== Text excerpt ==
=== Section Start ===

However, Iraqi authorities said the bodies of three community leaders who had refused insurgent demands for help were found Monday in the city. Iraqi officers said gunmen swept through the victims' districts over the weekend as fighting around the city escalated.

In Baghdad, thunderous explosions and volleys of heavy gunfire rattled the downtown area soon after sunrise Monday as about four carloads of insurgents staged a lightning raid on the Interior Ministry, which is responsible for police and paramilitary units nationwide.

The insurgents, who fired automatic weapons and rocket-propelled grenades, withdrew after about 15 minutes, leaving two policemen dead and five wounded. There was no report of insurgent casualties.

A statement posted Monday on an Islamic Web site claimed responsibility for the attack in the name of Al Qaeda in Iraq, led by Jordanian terror mastermind Abu Musab al-Zarqawi (search).

U.S. Apache and Black Hawk helicopters flew over central Baghdad after the firefight, and U.S. Army patrols in armored vehicles combed the streets looking for the attackers.

The two British soldiers died when their armored Land Rover was destroyed by a bomb near Zubeir, a Sunni Arab enclave about 12 miles west of Basra.

Elsewhere, Iraqi officials said that Al Qaeda-linked foreign fighters had taken control of large areas of a strategic city on the Syrian border after weeks of fighting between an Iraqi tribe that supports the insurgents and one that opposes them.

The officials, speaking on condition of anonymity for fear of reprisal, said much of Qaim, 200 miles west of Baghdad, had been abandoned after weeks of tribal fighting.

U.S. Marines operate around Qaim but have privately complained they don't have enough American or Iraqi forces to secure the area properly.

=== Section End ===

== Dataset excerpts ==
=== Section Start ===

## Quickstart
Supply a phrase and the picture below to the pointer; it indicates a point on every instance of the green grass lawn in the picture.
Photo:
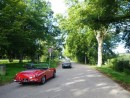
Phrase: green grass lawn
(120, 77)
(13, 68)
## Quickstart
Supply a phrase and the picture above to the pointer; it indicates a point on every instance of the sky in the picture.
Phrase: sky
(58, 6)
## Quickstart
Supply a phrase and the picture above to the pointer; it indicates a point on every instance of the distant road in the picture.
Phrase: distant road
(78, 82)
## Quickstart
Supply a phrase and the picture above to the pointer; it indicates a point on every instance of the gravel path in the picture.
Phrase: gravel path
(79, 82)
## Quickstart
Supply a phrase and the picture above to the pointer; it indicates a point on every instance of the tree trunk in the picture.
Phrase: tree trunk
(99, 38)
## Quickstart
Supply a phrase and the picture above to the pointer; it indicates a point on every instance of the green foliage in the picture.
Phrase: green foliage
(117, 76)
(25, 26)
(119, 65)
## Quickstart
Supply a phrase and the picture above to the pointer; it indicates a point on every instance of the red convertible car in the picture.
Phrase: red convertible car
(38, 74)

=== Section End ===

== Required action ==
Answer from the news excerpt about attacks in Iraq:
(a) What police casualties did the raid on the Interior Ministry leave?
(b) How far from Basra is Zubeir, and in which direction?
(c) How far west of Baghdad is Qaim?

== Task solution ==
(a) Two policemen dead and five wounded.
(b) About 12 miles west of Basra.
(c) 200 miles.